◆ WHAT IS EXPECTED
Copy out, exactly as written, only the line containing "Please point out the striped" and the lines after it through the end of the records.

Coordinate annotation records
--------

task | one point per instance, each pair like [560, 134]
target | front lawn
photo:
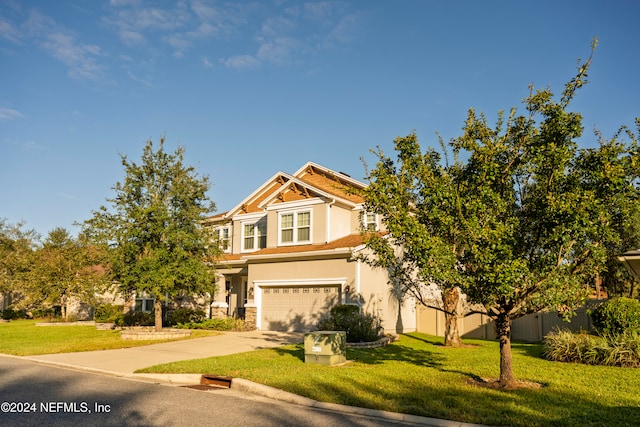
[417, 375]
[24, 338]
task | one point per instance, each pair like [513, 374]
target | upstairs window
[223, 235]
[370, 221]
[295, 227]
[254, 235]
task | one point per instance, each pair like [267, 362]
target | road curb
[249, 387]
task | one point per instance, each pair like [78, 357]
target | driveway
[128, 360]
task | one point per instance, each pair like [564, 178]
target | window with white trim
[370, 221]
[295, 227]
[254, 235]
[223, 236]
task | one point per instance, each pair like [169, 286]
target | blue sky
[251, 88]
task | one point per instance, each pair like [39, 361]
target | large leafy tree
[64, 270]
[510, 221]
[416, 198]
[153, 228]
[16, 247]
[610, 171]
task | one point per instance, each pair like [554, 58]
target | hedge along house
[291, 253]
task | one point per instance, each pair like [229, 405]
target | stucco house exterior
[291, 253]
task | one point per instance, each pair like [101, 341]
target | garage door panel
[296, 308]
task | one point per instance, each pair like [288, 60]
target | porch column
[219, 310]
[251, 316]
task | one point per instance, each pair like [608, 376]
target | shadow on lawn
[373, 356]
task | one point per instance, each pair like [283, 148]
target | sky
[250, 88]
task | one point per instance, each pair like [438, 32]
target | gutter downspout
[333, 201]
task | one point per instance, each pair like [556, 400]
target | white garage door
[296, 308]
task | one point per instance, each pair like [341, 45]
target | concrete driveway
[128, 360]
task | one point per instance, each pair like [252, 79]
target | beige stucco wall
[307, 269]
[366, 286]
[378, 299]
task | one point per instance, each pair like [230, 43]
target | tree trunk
[503, 330]
[451, 302]
[157, 306]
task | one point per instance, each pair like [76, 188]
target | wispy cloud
[240, 62]
[57, 40]
[296, 31]
[80, 58]
[180, 27]
[10, 114]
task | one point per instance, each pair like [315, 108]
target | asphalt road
[33, 394]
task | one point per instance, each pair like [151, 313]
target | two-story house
[291, 251]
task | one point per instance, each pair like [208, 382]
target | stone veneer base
[373, 344]
[134, 334]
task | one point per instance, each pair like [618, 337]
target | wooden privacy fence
[530, 328]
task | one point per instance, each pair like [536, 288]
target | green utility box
[325, 347]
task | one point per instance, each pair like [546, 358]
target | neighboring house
[291, 251]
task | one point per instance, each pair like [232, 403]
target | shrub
[11, 314]
[616, 316]
[135, 318]
[610, 349]
[108, 313]
[185, 315]
[42, 313]
[360, 327]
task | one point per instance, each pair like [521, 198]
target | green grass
[24, 338]
[417, 375]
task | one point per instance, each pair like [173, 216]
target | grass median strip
[24, 338]
[417, 375]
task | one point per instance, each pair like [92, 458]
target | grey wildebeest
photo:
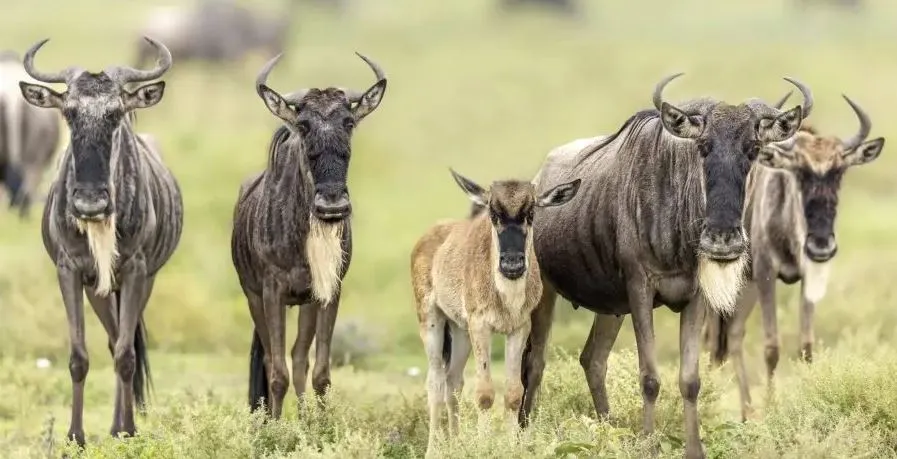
[215, 31]
[113, 218]
[474, 277]
[29, 136]
[790, 216]
[292, 238]
[657, 222]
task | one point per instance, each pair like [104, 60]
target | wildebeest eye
[304, 126]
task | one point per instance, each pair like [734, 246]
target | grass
[489, 95]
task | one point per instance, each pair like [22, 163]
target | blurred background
[485, 86]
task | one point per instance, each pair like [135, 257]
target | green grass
[488, 95]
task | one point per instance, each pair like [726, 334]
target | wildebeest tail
[447, 345]
[258, 378]
[716, 335]
[142, 378]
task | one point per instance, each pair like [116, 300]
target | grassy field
[489, 95]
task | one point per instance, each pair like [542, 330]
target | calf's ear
[559, 194]
[475, 192]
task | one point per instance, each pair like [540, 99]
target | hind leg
[534, 354]
[593, 358]
[460, 352]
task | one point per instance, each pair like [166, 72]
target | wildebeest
[216, 31]
[479, 276]
[113, 218]
[790, 215]
[657, 222]
[29, 136]
[292, 238]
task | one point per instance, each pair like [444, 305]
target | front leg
[71, 288]
[481, 340]
[133, 286]
[514, 346]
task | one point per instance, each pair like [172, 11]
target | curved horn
[355, 96]
[807, 106]
[865, 126]
[658, 90]
[132, 75]
[59, 77]
[781, 102]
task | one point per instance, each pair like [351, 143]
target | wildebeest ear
[475, 192]
[781, 127]
[679, 123]
[277, 105]
[559, 194]
[41, 96]
[145, 96]
[775, 157]
[866, 152]
[370, 100]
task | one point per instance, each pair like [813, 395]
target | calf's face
[510, 205]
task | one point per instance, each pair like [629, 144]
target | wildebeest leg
[690, 321]
[71, 287]
[455, 377]
[275, 318]
[593, 358]
[320, 378]
[131, 304]
[308, 319]
[735, 337]
[514, 346]
[481, 340]
[104, 307]
[766, 286]
[807, 309]
[641, 305]
[534, 355]
[436, 380]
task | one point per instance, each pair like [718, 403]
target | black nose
[820, 248]
[332, 203]
[512, 265]
[722, 244]
[91, 203]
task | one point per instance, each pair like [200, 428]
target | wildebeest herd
[700, 207]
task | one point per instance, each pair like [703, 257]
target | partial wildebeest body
[292, 239]
[479, 276]
[216, 31]
[29, 136]
[113, 218]
[657, 222]
[790, 214]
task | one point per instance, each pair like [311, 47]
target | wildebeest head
[94, 106]
[322, 122]
[510, 204]
[729, 138]
[818, 163]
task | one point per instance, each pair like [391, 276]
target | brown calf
[790, 214]
[478, 276]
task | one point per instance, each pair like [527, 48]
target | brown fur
[461, 294]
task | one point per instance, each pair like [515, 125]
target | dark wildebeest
[216, 31]
[479, 276]
[113, 218]
[29, 136]
[292, 237]
[657, 222]
[790, 216]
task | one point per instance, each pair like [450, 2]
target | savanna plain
[488, 94]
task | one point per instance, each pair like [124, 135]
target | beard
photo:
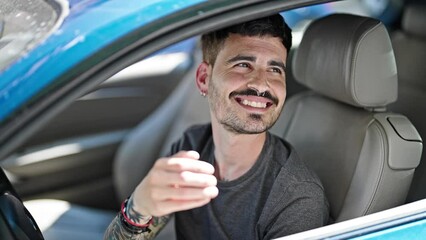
[235, 119]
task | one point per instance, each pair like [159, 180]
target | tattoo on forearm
[134, 215]
[116, 231]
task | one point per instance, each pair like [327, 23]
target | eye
[243, 65]
[276, 70]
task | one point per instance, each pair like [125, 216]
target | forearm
[117, 231]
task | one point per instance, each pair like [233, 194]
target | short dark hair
[274, 26]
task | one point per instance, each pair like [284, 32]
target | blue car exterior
[76, 40]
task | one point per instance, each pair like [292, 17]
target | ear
[202, 77]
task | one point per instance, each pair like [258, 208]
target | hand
[176, 183]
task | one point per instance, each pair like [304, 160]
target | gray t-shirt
[278, 196]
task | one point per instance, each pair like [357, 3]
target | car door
[84, 137]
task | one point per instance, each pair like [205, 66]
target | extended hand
[177, 183]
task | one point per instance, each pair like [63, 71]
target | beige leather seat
[409, 44]
[364, 155]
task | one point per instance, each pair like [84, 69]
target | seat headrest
[414, 20]
[348, 58]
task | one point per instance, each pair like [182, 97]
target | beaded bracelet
[129, 224]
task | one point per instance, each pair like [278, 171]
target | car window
[25, 23]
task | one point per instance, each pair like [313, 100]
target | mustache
[252, 92]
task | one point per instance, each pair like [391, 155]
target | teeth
[253, 104]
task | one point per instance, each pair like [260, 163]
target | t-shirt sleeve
[303, 206]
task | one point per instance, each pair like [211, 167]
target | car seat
[364, 155]
[409, 45]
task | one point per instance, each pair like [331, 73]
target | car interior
[367, 100]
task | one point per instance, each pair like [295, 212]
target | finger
[184, 179]
[185, 164]
[187, 154]
[185, 193]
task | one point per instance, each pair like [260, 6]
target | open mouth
[253, 103]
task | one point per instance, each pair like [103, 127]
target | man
[231, 179]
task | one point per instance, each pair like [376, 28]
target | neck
[235, 153]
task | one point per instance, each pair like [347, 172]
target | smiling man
[231, 179]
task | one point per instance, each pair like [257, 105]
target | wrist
[134, 221]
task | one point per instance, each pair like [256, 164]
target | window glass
[23, 24]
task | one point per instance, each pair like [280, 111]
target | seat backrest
[409, 44]
[364, 155]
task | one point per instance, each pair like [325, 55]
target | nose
[258, 82]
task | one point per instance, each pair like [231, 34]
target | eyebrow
[253, 59]
[242, 58]
[277, 64]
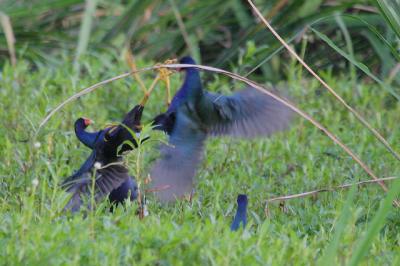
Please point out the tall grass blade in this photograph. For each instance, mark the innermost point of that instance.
(391, 12)
(349, 44)
(8, 32)
(375, 225)
(340, 99)
(359, 65)
(84, 33)
(329, 255)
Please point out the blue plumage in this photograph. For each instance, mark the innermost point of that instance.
(111, 177)
(195, 114)
(241, 213)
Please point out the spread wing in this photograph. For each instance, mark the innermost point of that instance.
(247, 113)
(172, 174)
(106, 180)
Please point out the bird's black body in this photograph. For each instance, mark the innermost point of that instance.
(195, 114)
(241, 213)
(112, 177)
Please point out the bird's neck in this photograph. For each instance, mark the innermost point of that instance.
(83, 136)
(192, 84)
(242, 209)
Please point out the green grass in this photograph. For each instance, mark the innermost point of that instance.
(34, 231)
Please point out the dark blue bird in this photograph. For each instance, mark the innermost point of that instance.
(112, 177)
(195, 114)
(241, 213)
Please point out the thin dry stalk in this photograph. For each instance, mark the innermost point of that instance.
(10, 38)
(340, 99)
(236, 77)
(314, 192)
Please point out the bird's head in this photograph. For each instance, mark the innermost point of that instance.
(242, 200)
(83, 122)
(186, 60)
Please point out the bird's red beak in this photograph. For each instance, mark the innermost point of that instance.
(87, 121)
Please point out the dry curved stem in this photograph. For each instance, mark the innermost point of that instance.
(314, 192)
(337, 96)
(236, 77)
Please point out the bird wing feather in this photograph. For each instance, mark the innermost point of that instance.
(106, 180)
(247, 113)
(172, 174)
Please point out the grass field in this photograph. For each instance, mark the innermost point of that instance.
(34, 231)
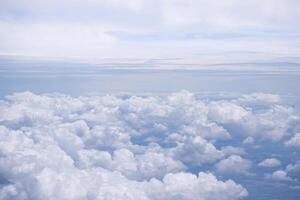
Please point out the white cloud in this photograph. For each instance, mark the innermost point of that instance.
(92, 30)
(279, 175)
(248, 140)
(294, 141)
(233, 165)
(270, 162)
(128, 147)
(60, 147)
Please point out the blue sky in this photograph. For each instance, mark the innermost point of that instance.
(197, 32)
(150, 99)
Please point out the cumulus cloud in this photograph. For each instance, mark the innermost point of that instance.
(60, 147)
(294, 141)
(234, 165)
(270, 162)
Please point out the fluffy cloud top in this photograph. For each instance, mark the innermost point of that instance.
(270, 162)
(128, 147)
(233, 165)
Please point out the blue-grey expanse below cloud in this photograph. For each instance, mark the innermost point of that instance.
(177, 146)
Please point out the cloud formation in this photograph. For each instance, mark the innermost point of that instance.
(131, 147)
(89, 30)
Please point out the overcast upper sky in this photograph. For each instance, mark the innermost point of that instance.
(195, 31)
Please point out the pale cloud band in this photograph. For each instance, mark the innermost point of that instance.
(199, 32)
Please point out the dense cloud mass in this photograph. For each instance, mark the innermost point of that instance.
(131, 147)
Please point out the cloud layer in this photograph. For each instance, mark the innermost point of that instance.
(129, 147)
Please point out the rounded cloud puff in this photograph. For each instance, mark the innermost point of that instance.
(110, 147)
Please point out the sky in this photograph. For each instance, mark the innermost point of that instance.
(149, 100)
(167, 31)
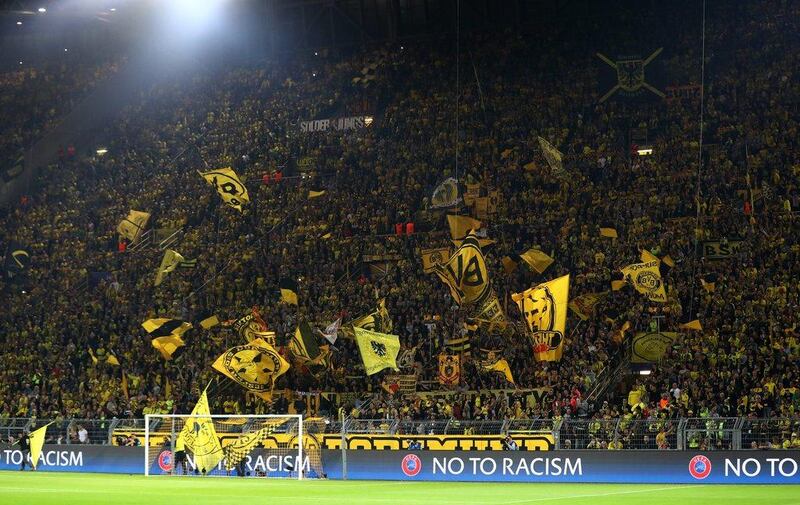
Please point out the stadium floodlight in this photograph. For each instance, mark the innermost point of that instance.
(245, 445)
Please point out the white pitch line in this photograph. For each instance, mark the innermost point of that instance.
(599, 495)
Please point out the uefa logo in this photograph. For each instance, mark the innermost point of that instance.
(700, 467)
(411, 465)
(165, 461)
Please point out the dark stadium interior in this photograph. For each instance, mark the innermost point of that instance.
(109, 107)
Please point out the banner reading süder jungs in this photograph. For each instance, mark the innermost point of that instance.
(729, 467)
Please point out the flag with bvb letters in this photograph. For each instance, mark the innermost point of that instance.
(255, 366)
(544, 308)
(378, 350)
(646, 279)
(465, 273)
(229, 187)
(200, 437)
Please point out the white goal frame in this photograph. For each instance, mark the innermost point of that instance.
(149, 417)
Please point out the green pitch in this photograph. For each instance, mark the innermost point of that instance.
(21, 488)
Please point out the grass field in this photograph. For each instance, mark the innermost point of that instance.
(65, 489)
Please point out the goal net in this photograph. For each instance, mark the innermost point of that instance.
(231, 445)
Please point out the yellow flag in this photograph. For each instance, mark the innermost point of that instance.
(200, 437)
(168, 345)
(229, 187)
(583, 306)
(647, 256)
(646, 279)
(37, 442)
(537, 260)
(254, 366)
(461, 225)
(482, 241)
(491, 315)
(692, 325)
(431, 257)
(708, 286)
(133, 225)
(552, 155)
(545, 310)
(500, 366)
(449, 369)
(650, 347)
(446, 194)
(465, 273)
(378, 350)
(169, 263)
(608, 232)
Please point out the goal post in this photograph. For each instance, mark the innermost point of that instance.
(274, 446)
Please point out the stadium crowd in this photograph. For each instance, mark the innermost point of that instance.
(84, 292)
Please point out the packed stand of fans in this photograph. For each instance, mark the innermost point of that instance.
(744, 362)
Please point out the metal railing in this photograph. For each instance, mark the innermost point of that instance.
(707, 434)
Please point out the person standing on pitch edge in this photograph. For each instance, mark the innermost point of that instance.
(25, 447)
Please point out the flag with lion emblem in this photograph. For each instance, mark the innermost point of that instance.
(378, 350)
(544, 308)
(254, 366)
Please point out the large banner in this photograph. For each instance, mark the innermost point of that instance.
(628, 467)
(78, 458)
(336, 124)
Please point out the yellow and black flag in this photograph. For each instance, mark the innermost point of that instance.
(378, 350)
(460, 226)
(446, 194)
(251, 326)
(304, 346)
(167, 335)
(132, 226)
(491, 315)
(229, 187)
(255, 366)
(646, 279)
(545, 310)
(536, 259)
(378, 321)
(432, 257)
(449, 369)
(465, 273)
(18, 260)
(170, 261)
(583, 306)
(200, 437)
(500, 367)
(553, 156)
(289, 290)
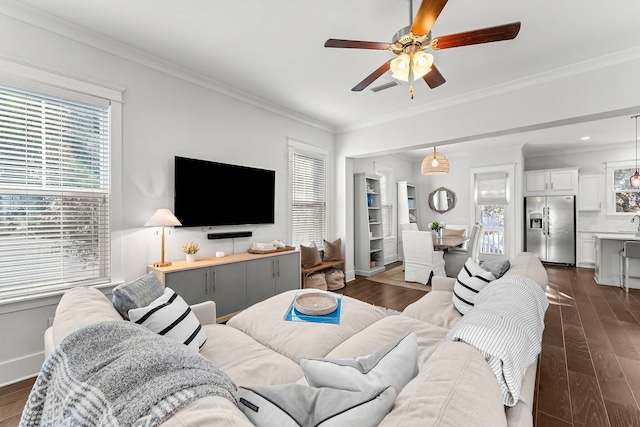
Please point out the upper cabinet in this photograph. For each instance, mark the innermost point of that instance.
(590, 192)
(551, 182)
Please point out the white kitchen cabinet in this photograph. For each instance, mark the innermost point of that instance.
(586, 250)
(551, 182)
(590, 192)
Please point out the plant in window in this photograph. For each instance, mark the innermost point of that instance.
(190, 248)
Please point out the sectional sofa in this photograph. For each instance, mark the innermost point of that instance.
(259, 349)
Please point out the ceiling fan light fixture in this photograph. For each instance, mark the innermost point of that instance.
(400, 67)
(422, 63)
(435, 164)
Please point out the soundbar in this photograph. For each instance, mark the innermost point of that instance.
(229, 235)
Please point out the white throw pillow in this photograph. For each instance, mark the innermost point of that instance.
(471, 279)
(394, 365)
(295, 405)
(172, 317)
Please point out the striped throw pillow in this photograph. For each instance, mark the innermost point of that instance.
(471, 279)
(172, 317)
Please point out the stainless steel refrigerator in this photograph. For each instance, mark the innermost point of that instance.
(550, 228)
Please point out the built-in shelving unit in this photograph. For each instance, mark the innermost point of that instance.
(369, 238)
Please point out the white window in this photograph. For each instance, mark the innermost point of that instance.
(386, 198)
(308, 196)
(491, 191)
(622, 198)
(54, 192)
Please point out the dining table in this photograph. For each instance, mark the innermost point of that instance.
(447, 242)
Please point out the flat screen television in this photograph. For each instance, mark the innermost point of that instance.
(211, 193)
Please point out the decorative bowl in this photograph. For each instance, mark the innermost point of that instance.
(315, 303)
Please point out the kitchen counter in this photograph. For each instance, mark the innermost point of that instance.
(608, 260)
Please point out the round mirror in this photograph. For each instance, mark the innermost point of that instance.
(442, 200)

--------

◆ WRITTEN SOLUTION
Please point out the striped throw pillow in this photograph. For each instance, mark the innermost point of that instance.
(471, 279)
(172, 317)
Please point out the stainless steel refrigerator in this photograph. For each instance, mark the innermost point of that instance.
(550, 228)
Please point out the built-in shelving unit in this photograph. For each instance, mark the innermost point of that instance.
(369, 238)
Please point out the white window in this photograph. For each instance, mark the innermost point of that instance.
(386, 198)
(308, 196)
(491, 191)
(622, 198)
(54, 192)
Please point out the dining table in this photograph. For each instance, mark the innermost point of that instance.
(447, 242)
Please point out the flat screen television in this photograph. For each instance, mark the innermost point of that instance.
(211, 193)
Please point out the decorative bowl in this photograph. For each instance, mark the innermost point of that instance.
(315, 303)
Please point out the kitchen counter in this photograph. For each instance, mark the innermost point of that instance.
(608, 260)
Please point out the round mirror in this photograph. For each instance, mark the innermost point of that instance.
(442, 200)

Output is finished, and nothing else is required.